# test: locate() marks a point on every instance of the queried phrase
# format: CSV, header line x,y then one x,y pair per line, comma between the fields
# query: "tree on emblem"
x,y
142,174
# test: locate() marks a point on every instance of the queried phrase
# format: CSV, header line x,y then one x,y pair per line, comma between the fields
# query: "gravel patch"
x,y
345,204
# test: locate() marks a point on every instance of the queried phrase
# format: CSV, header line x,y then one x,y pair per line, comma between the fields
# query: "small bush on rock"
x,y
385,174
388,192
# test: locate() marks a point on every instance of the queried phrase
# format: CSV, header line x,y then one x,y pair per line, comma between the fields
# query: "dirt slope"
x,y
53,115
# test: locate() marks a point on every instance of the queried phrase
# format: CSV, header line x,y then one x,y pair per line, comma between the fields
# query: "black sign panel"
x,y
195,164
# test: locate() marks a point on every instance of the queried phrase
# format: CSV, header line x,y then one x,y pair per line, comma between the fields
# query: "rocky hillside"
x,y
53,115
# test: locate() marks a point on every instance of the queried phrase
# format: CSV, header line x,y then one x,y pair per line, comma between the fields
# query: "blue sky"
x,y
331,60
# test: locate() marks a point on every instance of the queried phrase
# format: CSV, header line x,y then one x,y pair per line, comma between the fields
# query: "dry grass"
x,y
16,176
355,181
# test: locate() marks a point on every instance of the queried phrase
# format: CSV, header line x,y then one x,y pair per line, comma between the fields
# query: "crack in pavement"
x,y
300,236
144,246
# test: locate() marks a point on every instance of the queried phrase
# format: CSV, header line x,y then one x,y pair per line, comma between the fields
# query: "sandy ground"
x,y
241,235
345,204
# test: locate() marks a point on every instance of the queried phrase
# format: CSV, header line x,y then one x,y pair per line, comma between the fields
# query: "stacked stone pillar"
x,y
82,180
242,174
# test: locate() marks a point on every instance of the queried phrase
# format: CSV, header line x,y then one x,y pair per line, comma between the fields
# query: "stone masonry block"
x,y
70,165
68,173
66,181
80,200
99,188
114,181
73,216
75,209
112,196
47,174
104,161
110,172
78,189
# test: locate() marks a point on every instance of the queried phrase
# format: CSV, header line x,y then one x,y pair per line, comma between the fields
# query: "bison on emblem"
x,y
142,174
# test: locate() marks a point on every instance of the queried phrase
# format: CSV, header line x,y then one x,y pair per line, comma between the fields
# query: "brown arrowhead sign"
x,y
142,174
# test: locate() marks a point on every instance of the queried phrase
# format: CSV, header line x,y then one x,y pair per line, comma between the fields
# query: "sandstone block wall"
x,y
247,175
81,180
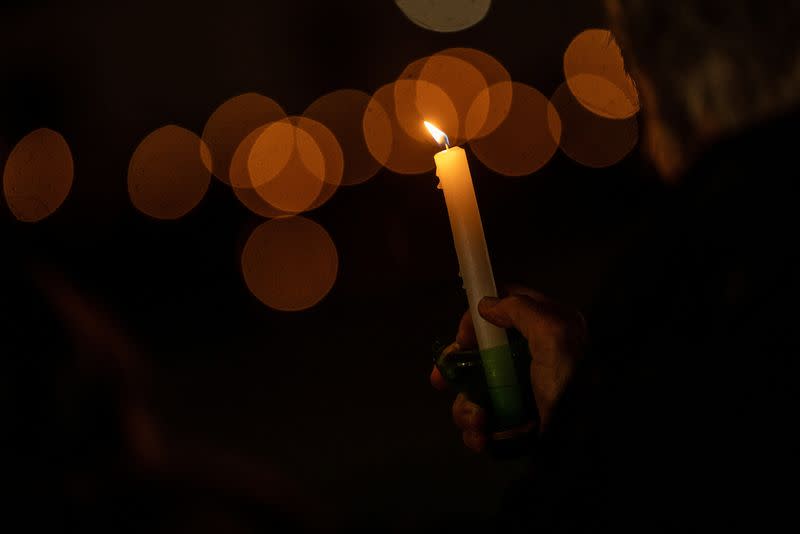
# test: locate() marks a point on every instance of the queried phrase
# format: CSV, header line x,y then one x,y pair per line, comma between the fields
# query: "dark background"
x,y
336,399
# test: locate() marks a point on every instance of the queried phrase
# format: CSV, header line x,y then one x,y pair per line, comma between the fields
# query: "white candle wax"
x,y
473,255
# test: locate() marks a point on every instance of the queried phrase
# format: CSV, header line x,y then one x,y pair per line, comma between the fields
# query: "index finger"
x,y
466,332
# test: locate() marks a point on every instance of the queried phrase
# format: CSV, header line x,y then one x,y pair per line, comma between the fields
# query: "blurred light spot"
x,y
290,263
294,187
331,153
445,15
491,105
416,101
242,183
342,112
462,83
231,123
590,139
167,176
595,72
526,139
38,175
389,142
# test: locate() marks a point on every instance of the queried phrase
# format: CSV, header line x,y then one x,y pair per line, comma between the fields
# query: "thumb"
x,y
533,319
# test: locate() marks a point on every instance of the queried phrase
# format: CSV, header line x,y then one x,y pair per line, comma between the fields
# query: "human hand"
x,y
556,338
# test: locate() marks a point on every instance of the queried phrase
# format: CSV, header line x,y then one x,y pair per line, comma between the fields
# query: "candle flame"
x,y
438,135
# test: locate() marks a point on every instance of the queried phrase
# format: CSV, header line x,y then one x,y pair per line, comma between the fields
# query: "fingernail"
x,y
489,302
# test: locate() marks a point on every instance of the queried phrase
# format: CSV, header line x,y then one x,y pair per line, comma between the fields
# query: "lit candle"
x,y
476,273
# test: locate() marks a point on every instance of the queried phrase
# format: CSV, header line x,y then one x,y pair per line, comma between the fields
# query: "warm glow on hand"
x,y
438,135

··········

Reprint every record exactly and skip the pictures.

Answer for the task:
# test: locate() marks a point on every instance of the queried phrase
# format: CSV, header line x,y then one x,y pair per line, comma between the fields
# query: "tree on emblem"
x,y
142,174
# test: locate() marks a point on every instance of the queried phrase
# format: CSV, header line x,y then one x,y pair per line, comma between the fields
# query: "gravel patch"
x,y
345,204
# test: locate() marks a point on every instance of the queried phrase
# format: CSV, header line x,y then one x,y pair per line, comma between the fields
# query: "small bush on rock"
x,y
385,174
388,192
# test: locate() marks a point on every instance of the queried phrase
# format: CSV, header line x,y then one x,y pair per line, comma between the fields
# query: "dirt slope"
x,y
53,115
# test: locate() marks a point on every instance of the queried phrase
# format: CSV, header line x,y then one x,y pair per line, comma between the fields
# query: "black sign panel"
x,y
195,164
# test: locate() marks a point on every instance of the queried phrase
# format: CSV, header line x,y then one x,y pair per line, comma between the fields
# query: "rocky hillside"
x,y
53,115
# test: locate() marks a point on every instance of the queried phrase
# format: CSV, header line x,y then one x,y pair per line, comma between the fields
# query: "blue sky"
x,y
331,60
# test: locate() marks a point on every instance of the queried phrase
# format: CSV, header line x,y then one x,y pair per line, comma between the fields
# query: "dry grass"
x,y
16,176
355,181
# test: locate() marks a point on every instance of the queried phrase
# format: CSV, header line x,y then one x,y pair per line, comma between the fields
# query: "crack in pavement"
x,y
300,236
144,246
# test: locate() marks a point on every instance of the queried phrase
# format: CSV, header line x,y then one x,y pair per line, comma between the fields
# query: "sandy ground"
x,y
241,235
345,204
# test: locate() marks a point on every instance of the queried phrase
# format: CSV, header line x,y then one x,y pair per line, comma between the fields
# query: "stacked stone pillar"
x,y
82,180
242,174
# test: locate() marks a point on every instance of the queried phrase
# format: CSV, header line x,y then one x,y pair per line, comma between the fields
# query: "stone masonry block"
x,y
70,165
68,173
66,181
80,200
99,188
114,181
73,216
75,209
112,196
47,174
104,161
110,172
78,189
# test: locate() marks a point on every instance of the queried phrase
# format: CSV, header line x,y then one x,y pair per line, comma between the fields
# query: "bison on emblem"
x,y
142,174
# test: locate() marks a point on every instance of the queried phrase
# format: CSV, header line x,y then one x,y pair per line, comma between the fields
# query: "brown arrowhead sign"
x,y
142,174
# test: locate() marks a point on every instance of the queried phrase
# format: CSV, header line x,y then one x,y pair per line, comma between the fields
# query: "sandstone block wall"
x,y
247,175
81,180
# test: locate() marks a point on every instance of the queried phrase
# format: CSV, header line x,y then one x,y pair per line, comma between the fields
# query: "dark background"
x,y
336,399
# test: locate() marks a point on every instance of the queried phrase
# format: CSV, header line x,y then one x,y pair per line, comma between the fields
# query: "white candle wax"
x,y
473,255
# test: locate() marks a point on every instance of the queried phrase
# format: CSV, header line x,y then one x,y pair per line, comma between the fields
# query: "index finger"
x,y
466,332
# test: locate() marks a point on every instance of the queried phrase
# format: CSV, header line x,y then one x,y pair per line, comma between the fields
# query: "blurred light spot"
x,y
290,263
294,187
331,153
445,15
491,105
416,101
242,183
342,112
462,83
231,123
590,139
167,176
595,72
526,139
38,175
389,142
# test: locate() marks a point on every instance of the queried phrase
# format: CSV, header line x,y then one x,y pair per line, comma between the fields
# query: "thumb"
x,y
533,319
# test: locate() marks a point on every instance of the queried phrase
# format: CSV, header line x,y then one x,y pair per line, comma between the fields
# query: "human hand"
x,y
556,338
# test: locate() marks a point on every instance of the queried phrase
# format: CSV, header line x,y then one x,y pair per line, comma between the fields
# query: "candle flame"
x,y
438,135
# test: locate() marks a point on every instance of the queried phrase
# format: CSV, header line x,y then one x,y pair per line, comma between the fields
# query: "fingernail"
x,y
489,302
# test: locate() marks a point on every instance of the queried phrase
# format: CSV, header line x,y then one x,y pair per line, comma between the fields
# query: "lit candle"
x,y
476,273
# test: locate() marks a point on every instance of the queried phrase
# format: CSV, header line x,y then one x,y pair per line, comma between the fields
# query: "warm glow on hand"
x,y
438,135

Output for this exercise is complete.